ÉNONCÉ:
Convertissez en une liste JSON de chaînes, à raison d'une chaîne par ligne et sans les lignes vides, les entrées qui commencent à la ligne contenant « TARGET = sparse vegetation » et s'arrêtent après celle contenant « INSTRUCTION = locate a point on each instance of the car ». Laissez les images hors de la réponse.

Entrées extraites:
######
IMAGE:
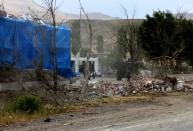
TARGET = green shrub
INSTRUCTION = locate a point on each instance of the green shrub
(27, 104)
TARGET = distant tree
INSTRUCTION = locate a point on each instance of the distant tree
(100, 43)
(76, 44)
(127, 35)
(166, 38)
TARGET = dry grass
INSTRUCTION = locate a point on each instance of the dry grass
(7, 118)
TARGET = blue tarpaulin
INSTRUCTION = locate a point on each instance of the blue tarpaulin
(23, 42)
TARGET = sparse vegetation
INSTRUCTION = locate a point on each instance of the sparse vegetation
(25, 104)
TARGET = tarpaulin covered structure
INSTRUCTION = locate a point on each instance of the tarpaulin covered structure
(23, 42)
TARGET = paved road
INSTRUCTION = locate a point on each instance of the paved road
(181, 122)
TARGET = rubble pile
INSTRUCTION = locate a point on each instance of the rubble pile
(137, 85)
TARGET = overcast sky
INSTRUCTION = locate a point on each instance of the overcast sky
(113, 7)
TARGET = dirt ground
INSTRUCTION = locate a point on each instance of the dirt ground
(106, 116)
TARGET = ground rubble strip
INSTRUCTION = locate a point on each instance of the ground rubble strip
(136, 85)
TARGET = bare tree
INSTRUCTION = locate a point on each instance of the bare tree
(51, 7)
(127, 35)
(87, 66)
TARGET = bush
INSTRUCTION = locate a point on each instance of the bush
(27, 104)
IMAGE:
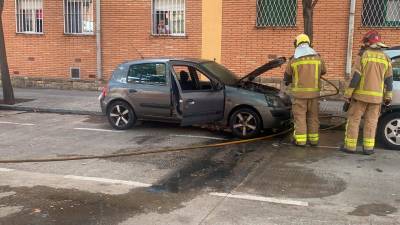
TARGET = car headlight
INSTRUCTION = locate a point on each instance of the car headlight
######
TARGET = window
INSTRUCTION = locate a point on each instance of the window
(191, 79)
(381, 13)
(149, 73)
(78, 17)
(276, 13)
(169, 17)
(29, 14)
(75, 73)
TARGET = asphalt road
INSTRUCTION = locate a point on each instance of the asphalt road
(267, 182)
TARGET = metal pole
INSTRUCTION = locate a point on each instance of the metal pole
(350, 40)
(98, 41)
######
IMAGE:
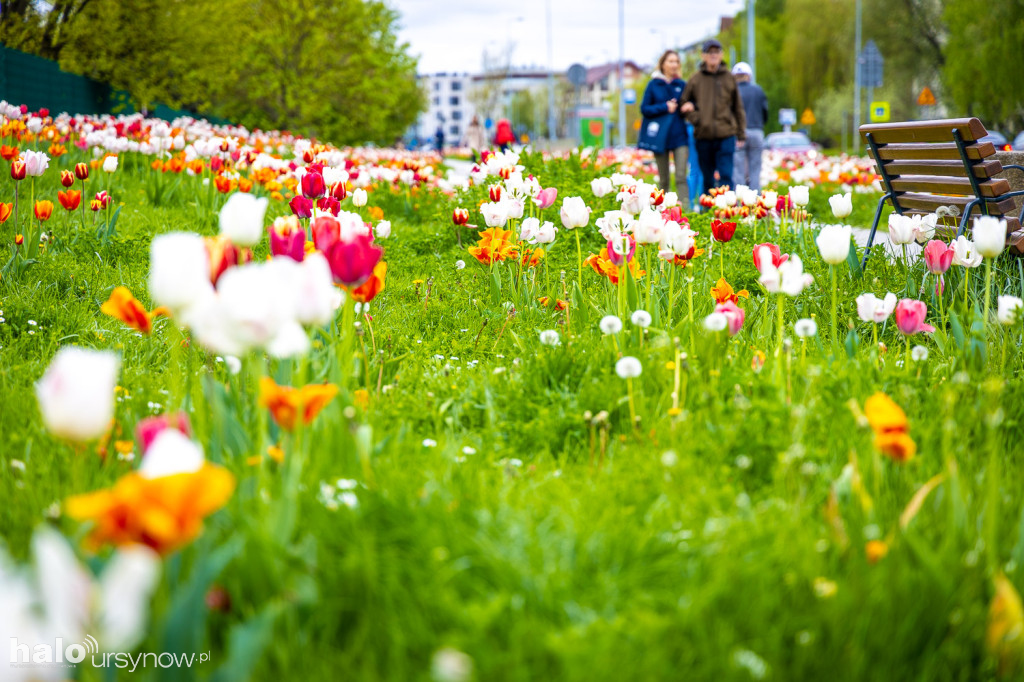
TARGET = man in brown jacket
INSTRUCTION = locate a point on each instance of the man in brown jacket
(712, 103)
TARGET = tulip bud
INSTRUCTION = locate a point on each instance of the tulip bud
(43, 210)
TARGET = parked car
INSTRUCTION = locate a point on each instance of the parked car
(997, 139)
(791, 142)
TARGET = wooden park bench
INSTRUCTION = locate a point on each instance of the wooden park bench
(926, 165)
######
CORRIGÉ:
[
  "TARGET = sparse vegetation",
  "INSTRUCTION = locate a point on each instance of the sparse vegetation",
  "(25, 104)",
  "TARGET = tarpaulin covered structure",
  "INSTRUCTION = locate a point on each instance of the tarpaulin covered structure",
  "(23, 42)",
  "TARGET = paved road",
  "INSTRUCTION = locate a point on each instance of the paved road",
  "(181, 122)",
  "TARGET = rubble pile",
  "INSTRUCTION = locate a point on each instance of the rubble pile",
  "(137, 85)",
  "TARGET = overcast sky",
  "INSTRUCTION = locate a point on each instance of the overcast sky",
  "(113, 7)",
  "TARGET = dirt ground",
  "INSTRUCTION = locate a point on each instance of the dirt ground",
  "(106, 116)",
  "TARGET = ground rubble strip",
  "INSTRUCTION = locate a point on each instance of the ground rubble strip",
  "(136, 85)",
  "TARGET = bare tree",
  "INSTRUCTION = locate a point on each instance of the bare tree",
  "(51, 7)",
  "(127, 35)",
  "(87, 66)",
  "TARGET = bush",
  "INSTRUCTION = locate a point on each instance of the bush",
  "(27, 104)",
  "IMAGE:",
  "TARGET = car headlight",
  "INSTRUCTION = locate a point on each instance of the car headlight"
]